§ Excerpt:
######

# Two Days To 12/12/12



## Chef Maloney (Dec 10, 2012)

Should be fun to write. I'm just say'n


----------



## PrincessFiona60 (Dec 10, 2012)

Chef Maloney said:


> Should be fun to write. I'm just say'n



My paperwork won't get to that date until 12/20/12. by then I won't need to write it if the Mayans are correct.


----------



## Chef Maloney (Dec 10, 2012)

PrincessFiona60 said:


> My paperwork won't get to that date until 12/20/12. by then I won't need to write it if the Mayans are correct.


 
hehe, don't worry Princess. We're all in this thing together 
Besides, the Mayan's didn't have a leap year in their calendar so that day is long gone. (I hope)


----------



## pacanis (Dec 10, 2012)

PrincessFiona60 said:


> My paperwork won't get to that date until 12/20/12. by then I won't need to write it if the Mayans are correct.


 
Isn't the Mayan end of the world the 21st? You should still have a day then, Fi.
And with Kylie being a day ahead of us, someone else can start the dinner thread


----------



## PrincessFiona60 (Dec 10, 2012)

Chef Maloney said:


> hehe, don't worry Princess. We're all in this thing together
> Besides, the Mayan's didn't have a leap year in their calendar so that day is long gone. (I hope)



There ya go, wreckin my fun with logic.


----------



## PrincessFiona60 (Dec 10, 2012)

pacanis said:


> Isn't the Mayan end of the world the 21st? You should still have a day then, Fi.
> And with Kylie being a day ahead of us, someone else can start the dinner thread



You really think any work will get done on our last day?


----------



## Chef Maloney (Dec 10, 2012)

PrincessFiona60 said:


> There ya go, wreckin my fun with logic.


 
hehe, so we are hoping this happens? Why not. We'll all move on togther. Can't wait to meet ya your highness 
Kadesma can personally make us her spinach salad


----------



## Kayelle (Dec 10, 2012)

My birthday is on 12/22.  I guess the party is canceled.


----------



## PrincessFiona60 (Dec 10, 2012)

Kayelle said:


> My birthday is on 12/22.  I guess the party is canceled.



Better start on the 20th!  If it come a cropper, then you've just had a couple extra days of celebration!


----------



## Addie (Dec 10, 2012)

pacanis said:


> Isn't the Mayan end of the world the 21st? You should still have a day then, Fi.
> And with Kylie being a day ahead of us, someone else can start the dinner thread


 
You are such a trouble maker. And I am all for it. 

Nothing can happen until the 18th. I am schedule for my eye surgery and NOTHING is going to stand in my way.  I want to see the end.


----------



## vitauta (Dec 10, 2012)

pacanis said:


> Isn't the Mayan end of the world the 21st? You should still have a day then, Fi.
> And with Kylie being a day ahead of us, someone else can start the dinner thread



yehyehyeh, pac.  you are our spock, but with a wicked sense of humor.

######

§ Extracted data:
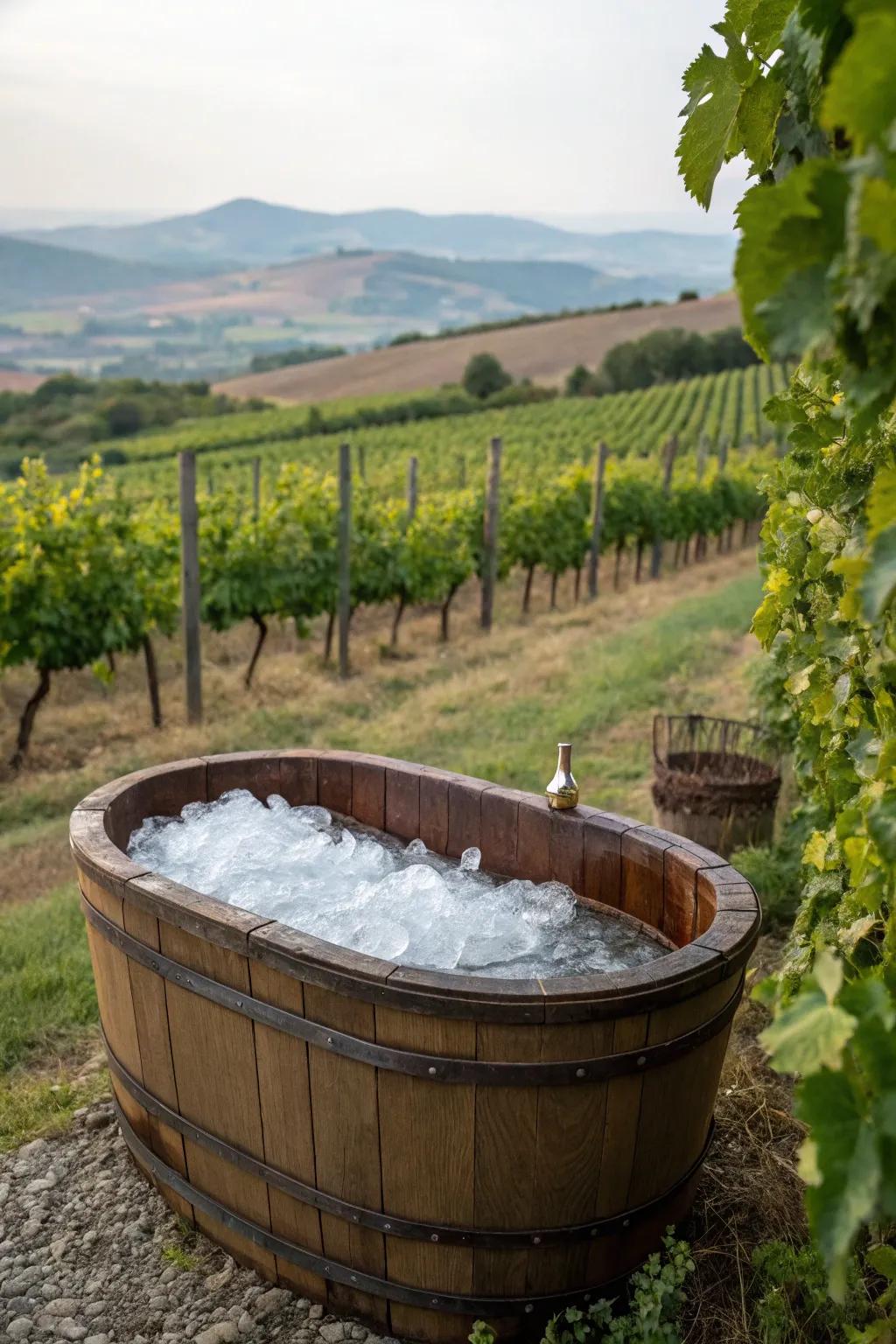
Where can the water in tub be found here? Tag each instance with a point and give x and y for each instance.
(367, 892)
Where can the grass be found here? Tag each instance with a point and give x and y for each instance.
(46, 984)
(49, 1019)
(488, 706)
(50, 323)
(492, 707)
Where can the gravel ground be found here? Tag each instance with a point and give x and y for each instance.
(89, 1251)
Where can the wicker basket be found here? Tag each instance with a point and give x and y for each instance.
(715, 781)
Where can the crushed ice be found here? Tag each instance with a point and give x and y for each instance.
(367, 892)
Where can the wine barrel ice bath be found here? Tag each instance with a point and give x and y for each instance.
(418, 1148)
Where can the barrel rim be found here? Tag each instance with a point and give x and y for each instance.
(719, 952)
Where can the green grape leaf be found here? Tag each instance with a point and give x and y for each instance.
(808, 1033)
(861, 93)
(883, 1260)
(758, 113)
(881, 825)
(848, 1161)
(878, 214)
(712, 113)
(792, 231)
(878, 582)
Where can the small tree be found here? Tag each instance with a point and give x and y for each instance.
(579, 382)
(485, 375)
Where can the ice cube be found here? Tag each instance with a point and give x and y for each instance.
(363, 892)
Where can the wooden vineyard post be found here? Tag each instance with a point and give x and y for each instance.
(723, 463)
(190, 592)
(344, 553)
(256, 486)
(411, 488)
(597, 522)
(655, 556)
(491, 534)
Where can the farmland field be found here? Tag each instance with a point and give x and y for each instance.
(544, 353)
(451, 448)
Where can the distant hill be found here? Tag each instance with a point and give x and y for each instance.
(18, 381)
(389, 292)
(32, 273)
(544, 353)
(256, 233)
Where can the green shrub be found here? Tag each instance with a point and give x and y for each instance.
(655, 1296)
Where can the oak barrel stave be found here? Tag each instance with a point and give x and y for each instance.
(458, 1155)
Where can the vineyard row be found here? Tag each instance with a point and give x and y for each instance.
(88, 571)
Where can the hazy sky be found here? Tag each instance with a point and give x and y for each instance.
(526, 107)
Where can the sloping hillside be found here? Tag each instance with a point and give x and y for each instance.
(544, 353)
(32, 273)
(404, 290)
(256, 233)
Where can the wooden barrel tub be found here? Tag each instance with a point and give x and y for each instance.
(418, 1148)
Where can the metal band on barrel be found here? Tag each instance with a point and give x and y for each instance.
(434, 1068)
(338, 1273)
(388, 1223)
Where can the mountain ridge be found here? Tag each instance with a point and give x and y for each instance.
(246, 231)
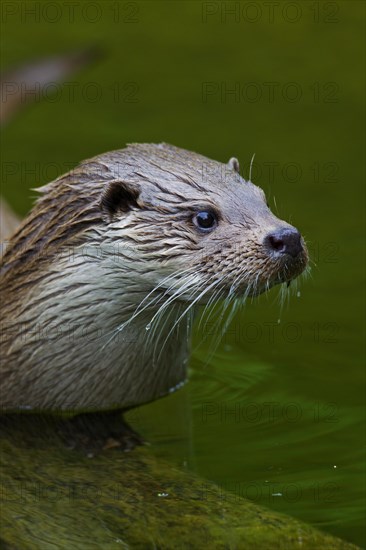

######

§ Requirement: Please resume the 12/12/12 forum thread after its final post. The records have no connection to the 12/12/12 forum thread.

§ Task response:
dec. 20 will be like the last day of school.  only yolo lists need to be completed.

that's right pac, just throw kylie under the bus.  actually, she can travel back in time so's to join us and lad (live another day).


and re: the dinner thread, exactly who will anyone be cooking for?  the people still shopping for xmas presents, i suppose....


----------



## PrincessFiona60 (Dec 10, 2012)

12/12./12 though...that's on Wednesday...seems it needs a proper celebration.  What do you get for the last repeating date in our lifetimes?


----------



## pacanis (Dec 10, 2012)

Who will be cooking?
Anyone who wants their "last meal", that's who 
I suspect trying to find a lobster or prime rib roast the 19th will be like trying to buy a fresh turkey the day before Thanksgiving


----------



## pacanis (Dec 10, 2012)

PrincessFiona60 said:


> 12/12./12 though...that's on Wednesday...seems it needs a proper celebration. What do you get for the last repeating date in our lifetimes?


 
A cubic gross of something...


----------



## PrincessFiona60 (Dec 10, 2012)

That's a lot of gross...


----------



## vitauta (Dec 10, 2012)

Addie said:


> You are such a trouble maker. And I am all for it.
> 
> Nothing can happen until the 18th. I am schedule for my eye surgery and NOTHING is going to stand in my way.  I want to see the end.




no, you don't addie, no you don't.  but wait, the eye surgery might give you a whole new perspective, vision-wise.....


----------



## Addie (Dec 10, 2012)

vitauta said:


> no, you don't addie, no you don't. but wait, the eye surgery might give you a whole new perspective, vision-wise.....


 
I will be seeing the world more clearly. Do I want to see it as it really is?


----------



## LPBeier (Dec 10, 2012)

PrincessFiona60 said:


> You really think any work will get done on our last day?



But typical for a DCite, Pac's still thinking about the dinner thread and what we will all have on that last day!


----------



## Steve Kroll (Dec 10, 2012)

pacanis said:


> Isn't the Mayan end of the world the 21st?


I sure hope not. I got a memo today saying that the company I work for is handing out the holiday bonuses on the 28th.


----------



## vitauta (Dec 10, 2012)

twisted like a pretzel....


----------



## pacanis (Dec 10, 2012)

Steve Kroll said:


> I sure hope not. I got a memo today saying that the company I work for is handing out the holiday bonuses on the 28th.


 
At least you got your party in!


----------



## Barbara L (Dec 10, 2012)

For a 12/12/12 party guests could each bring three trays of finger foods (three because of the three 12s). Each tray would hold 12 items, such as 12 deviled eggs, 12 hot wings, 12 sliders, etc. And of course the drinks could be 12-ounce cans.


----------



## Andy M. (Dec 10, 2012)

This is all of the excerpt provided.